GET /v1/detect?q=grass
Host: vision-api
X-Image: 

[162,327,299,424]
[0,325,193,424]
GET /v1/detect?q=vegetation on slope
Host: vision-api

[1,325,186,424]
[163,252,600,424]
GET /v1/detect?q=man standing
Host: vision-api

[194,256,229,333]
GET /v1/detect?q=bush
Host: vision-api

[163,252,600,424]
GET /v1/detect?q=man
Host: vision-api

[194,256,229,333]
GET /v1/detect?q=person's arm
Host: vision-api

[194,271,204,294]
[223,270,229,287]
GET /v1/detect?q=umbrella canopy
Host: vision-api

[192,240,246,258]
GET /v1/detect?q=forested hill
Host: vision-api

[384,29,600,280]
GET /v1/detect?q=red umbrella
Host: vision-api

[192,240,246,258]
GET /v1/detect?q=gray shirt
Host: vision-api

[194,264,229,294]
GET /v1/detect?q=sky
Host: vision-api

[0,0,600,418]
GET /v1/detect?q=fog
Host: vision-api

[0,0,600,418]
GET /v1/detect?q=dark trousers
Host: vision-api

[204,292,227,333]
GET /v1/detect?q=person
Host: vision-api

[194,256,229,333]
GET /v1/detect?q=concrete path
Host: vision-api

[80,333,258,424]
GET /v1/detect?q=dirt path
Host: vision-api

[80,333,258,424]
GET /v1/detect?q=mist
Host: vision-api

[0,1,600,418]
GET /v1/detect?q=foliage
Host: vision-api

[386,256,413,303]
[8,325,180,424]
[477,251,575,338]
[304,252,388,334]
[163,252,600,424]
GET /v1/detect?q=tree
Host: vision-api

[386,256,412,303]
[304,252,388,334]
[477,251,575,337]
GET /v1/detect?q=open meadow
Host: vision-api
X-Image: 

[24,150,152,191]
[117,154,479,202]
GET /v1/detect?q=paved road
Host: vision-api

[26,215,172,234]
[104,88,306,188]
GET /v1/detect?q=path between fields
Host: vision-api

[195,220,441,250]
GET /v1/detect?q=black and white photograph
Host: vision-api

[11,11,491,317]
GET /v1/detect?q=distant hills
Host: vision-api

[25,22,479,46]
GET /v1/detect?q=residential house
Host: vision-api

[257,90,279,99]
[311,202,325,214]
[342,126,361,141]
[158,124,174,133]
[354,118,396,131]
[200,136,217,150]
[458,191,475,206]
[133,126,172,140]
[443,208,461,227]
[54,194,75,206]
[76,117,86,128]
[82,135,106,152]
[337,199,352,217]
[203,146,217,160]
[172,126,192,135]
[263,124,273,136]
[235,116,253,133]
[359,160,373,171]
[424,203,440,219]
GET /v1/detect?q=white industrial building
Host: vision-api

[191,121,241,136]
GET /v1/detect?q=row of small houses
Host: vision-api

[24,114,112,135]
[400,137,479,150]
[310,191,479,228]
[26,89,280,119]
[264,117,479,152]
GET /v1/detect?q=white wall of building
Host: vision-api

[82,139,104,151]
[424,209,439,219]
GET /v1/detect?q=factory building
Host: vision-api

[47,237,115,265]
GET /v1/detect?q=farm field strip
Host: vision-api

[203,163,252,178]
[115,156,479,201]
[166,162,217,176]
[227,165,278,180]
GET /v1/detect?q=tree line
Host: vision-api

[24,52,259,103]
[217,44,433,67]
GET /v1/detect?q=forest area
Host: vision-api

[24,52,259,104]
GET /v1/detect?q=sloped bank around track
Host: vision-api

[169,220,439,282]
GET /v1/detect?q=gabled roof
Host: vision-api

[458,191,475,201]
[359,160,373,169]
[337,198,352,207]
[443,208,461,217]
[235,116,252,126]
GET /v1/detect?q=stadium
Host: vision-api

···

Reproduce every one of the records above verbatim, line for line, without altering, adding, or dropping anything.

* _EXERCISE RESPONSE_
GET /v1/detect?q=grass
Host: vision-api
X-Image: 

[162,327,299,424]
[0,325,193,424]
GET /v1/detect?q=vegetation on slope
Host: vision-api

[1,325,186,424]
[163,252,600,424]
GET /v1/detect?q=man standing
Host: vision-api

[194,256,229,333]
GET /v1/detect?q=bush
Host: vision-api

[163,252,600,424]
GET /v1/detect?q=man
Host: vision-api

[194,256,229,333]
GET /v1/detect?q=person's arm
Host: vision-api

[194,271,204,294]
[223,270,229,287]
GET /v1/detect?q=umbrella canopy
Host: vision-api

[192,240,246,258]
GET /v1/detect?q=forested hill
Host: vision-api

[384,29,600,280]
GET /v1/detect?q=red umbrella
Host: vision-api

[192,240,246,258]
GET /v1/detect?q=gray shirt
Host: vision-api

[194,264,229,294]
GET /v1/detect?q=sky
Host: vision-api

[0,0,600,418]
GET /v1/detect?q=fog
Host: vision-api

[0,0,600,418]
GET /v1/detect?q=dark trousers
Host: vision-api

[204,292,227,333]
GET /v1/detect?q=person
Host: vision-api

[194,256,229,333]
GET /v1/detect?q=concrete path
Host: vision-api

[80,333,258,424]
GET /v1/detect?q=dirt path
Host: vision-api

[80,333,258,424]
GET /v1/detect?q=mist
Host: vision-api

[0,1,600,418]
GET /v1/detect?q=foliage
Host: vision-api

[386,256,413,303]
[8,325,180,424]
[477,251,575,338]
[304,252,388,334]
[163,252,600,424]
GET /v1/detect?q=tree
Host: vision-api

[386,256,412,303]
[304,252,388,334]
[477,251,575,337]
GET /v1/detect?q=open meadow
Host: vision-api
X-Image: 

[24,150,152,191]
[117,154,479,202]
GET /v1/detect?q=paved road
Host: vision-api

[26,215,172,234]
[104,88,306,188]
GET /v1/detect?q=path between fields
Host: vision-api

[195,220,441,250]
GET /v1/detect?q=black and white photograph
Host: vision-api

[11,11,491,317]
GET /v1/detect?q=distant hills
Host: vision-api

[25,22,479,46]
GET /v1/detect?q=residential house
Host: vision-api

[257,90,279,99]
[311,202,325,214]
[342,126,361,141]
[158,124,174,133]
[354,118,396,131]
[200,136,217,150]
[458,191,475,206]
[133,126,172,140]
[443,208,461,227]
[54,194,75,206]
[76,117,86,128]
[82,135,106,152]
[337,199,352,217]
[203,146,217,160]
[172,126,192,135]
[263,124,273,136]
[235,116,253,133]
[359,160,373,171]
[424,203,440,219]
GET /v1/detect?q=white industrial building
Host: vision-api

[191,121,241,136]
GET /v1/detect?q=row of small houses
Host: vision-api

[24,114,112,135]
[400,137,479,150]
[310,191,479,228]
[26,89,280,119]
[264,117,479,152]
GET /v1/detect?q=white wall of building
Host: vision-api

[82,139,104,151]
[424,209,439,219]
GET /v1/detect?q=factory building
Host: vision-api

[47,237,115,265]
GET /v1/detect?q=farm field strip
Host: vision-api

[203,163,252,178]
[115,156,479,201]
[166,162,217,176]
[227,165,278,180]
GET /v1/detect?q=tree line
Host: vision-api

[24,52,259,103]
[217,44,433,67]
GET /v1/detect?q=forest area
Host: vision-api

[24,52,259,104]
GET /v1/detect?q=sloped bank around track
Host: vision-api

[169,220,439,282]
GET /v1/detect?q=gabled roof
Host: vision-api

[458,191,475,201]
[359,160,373,169]
[337,198,352,207]
[443,208,461,217]
[235,116,252,126]
GET /v1/detect?q=stadium
Host: vision-api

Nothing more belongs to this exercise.